The Company follows the liability method of accounting for income taxes. Under this method, deferred tax assets and liabilities are recognized for the future tax consequences attributable to differences between the financial statement carrying amounts of existing assets and liabilities and their respective tax balances and tax loss carry-forwards. Deferred tax assets and liabilities are measured using enacted or substantially enacted tax rates expected to apply to the taxable income in the years in which those differences are expected to be recovered or settled. The effect on deferred tax assets and liabilities of a change in tax rates is recognized in income in the period that includes the date of enactment or substantive enactment.

 

Stock-based Compensation

 

The Company follows ASC 718-10, "Stock Compensation", which addresses the accounting for transactions in which an entity exchanges its equity instruments for goods or services, with a primary focus on transactions in which an entity obtains employee services in share-based payment transactions. ASC 718-10 is a revision to SFAS No. 123, "Accounting for Stock-Based Compensation," and supersedes Accounting Principles Board ("APB") Opinion No. 25, "Accounting for Stock Issued to Employees," and its related implementation guidance. ASC 718-10 requires measurement of the cost of employee services received in exchange for an award of equity instruments based on the grant-date fair value of the award (with limited exceptions). Incremental compensation costs arising from subsequent modifications of awards after the grant date must be recognized. The Company has not adopted a stock option plan and has not granted any stock options. As at April 30, 2015 the Company had not adopted a stock option plan nor had it granted any stock options. Accordingly no stock-based compensation has been recorded to date. 

 

 
8

 

FWF HOLDINGS, INC.

(A Development Stage Company)  

NOTES TO FINANCIAL STATEMENTS (UNAUDITED) 

April 30, 2015


 

NOTE 2 – SUMMARY OF SIGNIFICANT ACCOUNTING POLICIES (continued)


  

Recent Accounting Pronouncements

 

FASB ASC 105-10, Generally Accepted Accounting Principles (Prior authoritative literature: FASB SFAS No. 165, Subsequent Events (“SFAS 165”), issued May 28, 2009), which establishes general standards of accounting for, and disclosure of, events that occur after the balance sheet date but before financial statements are issued or are available to be issued. FASB ASC 105-10 (SFAS 165) is effective for interim or annual financial periods ending after June 15, 2009. The adoption of FASB ASC 105-10 (SFAS 165) did not have a material effect on the company’s financial position or results of operations.

Exercise materials »
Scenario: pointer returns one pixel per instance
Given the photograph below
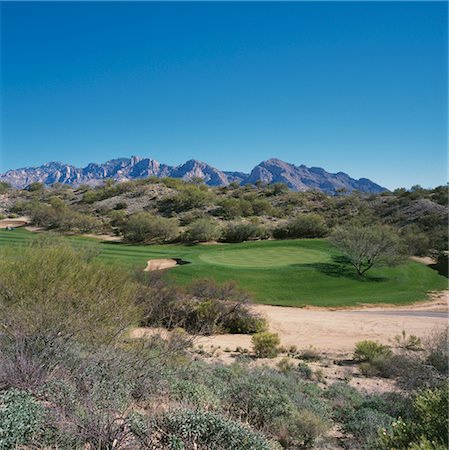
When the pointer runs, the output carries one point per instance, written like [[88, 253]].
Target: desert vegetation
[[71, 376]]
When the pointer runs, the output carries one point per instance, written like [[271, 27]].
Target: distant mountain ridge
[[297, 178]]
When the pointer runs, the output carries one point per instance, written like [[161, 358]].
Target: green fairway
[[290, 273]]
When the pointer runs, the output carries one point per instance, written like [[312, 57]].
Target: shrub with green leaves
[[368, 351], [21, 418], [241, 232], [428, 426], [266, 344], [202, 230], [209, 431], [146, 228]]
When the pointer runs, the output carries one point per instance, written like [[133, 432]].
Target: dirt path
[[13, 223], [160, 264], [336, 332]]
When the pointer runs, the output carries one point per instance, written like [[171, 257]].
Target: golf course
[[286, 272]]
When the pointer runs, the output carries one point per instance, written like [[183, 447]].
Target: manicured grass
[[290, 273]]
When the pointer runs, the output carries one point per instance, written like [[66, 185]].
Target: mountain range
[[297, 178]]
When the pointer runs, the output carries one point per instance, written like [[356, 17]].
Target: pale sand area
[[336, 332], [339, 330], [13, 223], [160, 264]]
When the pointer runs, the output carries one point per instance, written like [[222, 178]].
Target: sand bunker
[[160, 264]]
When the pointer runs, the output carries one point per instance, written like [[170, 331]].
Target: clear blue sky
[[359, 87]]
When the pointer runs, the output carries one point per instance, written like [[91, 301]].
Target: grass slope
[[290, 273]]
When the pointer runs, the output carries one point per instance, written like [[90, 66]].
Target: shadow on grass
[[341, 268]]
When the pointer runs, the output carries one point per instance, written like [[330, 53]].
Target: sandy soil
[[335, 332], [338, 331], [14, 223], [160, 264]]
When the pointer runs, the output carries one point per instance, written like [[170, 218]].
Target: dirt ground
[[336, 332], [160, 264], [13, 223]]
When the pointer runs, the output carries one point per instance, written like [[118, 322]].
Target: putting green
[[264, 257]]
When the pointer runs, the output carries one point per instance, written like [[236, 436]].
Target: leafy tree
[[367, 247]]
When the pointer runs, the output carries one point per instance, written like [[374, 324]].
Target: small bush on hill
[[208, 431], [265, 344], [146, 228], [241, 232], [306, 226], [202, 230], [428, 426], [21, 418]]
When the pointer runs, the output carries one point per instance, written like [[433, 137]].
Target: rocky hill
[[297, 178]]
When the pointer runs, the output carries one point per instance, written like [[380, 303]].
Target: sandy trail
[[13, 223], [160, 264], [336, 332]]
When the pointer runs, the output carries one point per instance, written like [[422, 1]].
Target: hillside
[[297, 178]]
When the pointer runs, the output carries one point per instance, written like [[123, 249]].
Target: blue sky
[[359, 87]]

==

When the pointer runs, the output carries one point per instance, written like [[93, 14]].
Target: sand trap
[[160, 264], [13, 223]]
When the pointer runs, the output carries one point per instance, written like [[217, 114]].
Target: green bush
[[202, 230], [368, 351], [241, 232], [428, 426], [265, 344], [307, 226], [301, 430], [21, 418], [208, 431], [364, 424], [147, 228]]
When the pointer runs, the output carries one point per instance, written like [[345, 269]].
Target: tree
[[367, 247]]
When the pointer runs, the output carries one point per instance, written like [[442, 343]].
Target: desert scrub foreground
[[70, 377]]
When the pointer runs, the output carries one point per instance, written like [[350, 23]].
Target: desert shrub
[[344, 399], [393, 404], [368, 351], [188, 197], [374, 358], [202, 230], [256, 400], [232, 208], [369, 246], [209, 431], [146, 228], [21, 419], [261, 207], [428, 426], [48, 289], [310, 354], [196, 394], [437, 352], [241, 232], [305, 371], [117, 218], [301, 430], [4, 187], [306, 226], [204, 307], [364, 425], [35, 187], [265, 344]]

To-do list »
a. Repeat verbatim the passage of the financial statement notes from "The Company follows the" up to and including "or substantive enactment.".
b. Arrange the lines of the records from the line with "like [[442, 343]]." up to and including the line with "187], [265, 344]]" as a Markdown table with the columns Line and Content, omitting blank lines.
The records are unrelated to the financial statement notes.

Results of the exercise »
a.
The Company follows the liability method of accounting for income taxes. Under this method, deferred tax assets and liabilities are recognized for the future tax consequences attributable to differences between the financial statement carrying amounts of existing assets and liabilities and their respective tax balances and tax loss carry-forwards. Deferred tax assets and liabilities are measured using enacted or substantially enacted tax rates expected to apply to the taxable income in the years in which those differences are expected to be recovered or settled. The effect on deferred tax assets and liabilities of a change in tax rates is recognized in income in the period that includes the date of enactment or substantive enactment.

b.
| Line | Content |
|---|---|
| 1 | When the pointer runs, the output carries one point per instance, written like [[442, 343]]. |
| 2 | Target: desert scrub foreground |
| 3 | [[70, 377]] |
| 4 | When the pointer runs, the output carries one point per instance, written like [[350, 23]]. |
| 5 | Target: desert shrub |
| 6 | [[344, 399], [393, 404], [368, 351], [188, 197], [374, 358], [202, 230], [256, 400], [232, 208], [369, 246], [209, 431], [146, 228], [21, 419], [261, 207], [428, 426], [48, 289], [310, 354], [196, 394], [437, 352], [241, 232], [305, 371], [117, 218], [301, 430], [4, 187], [306, 226], [204, 307], [364, 425], [35, 187], [265, 344]] |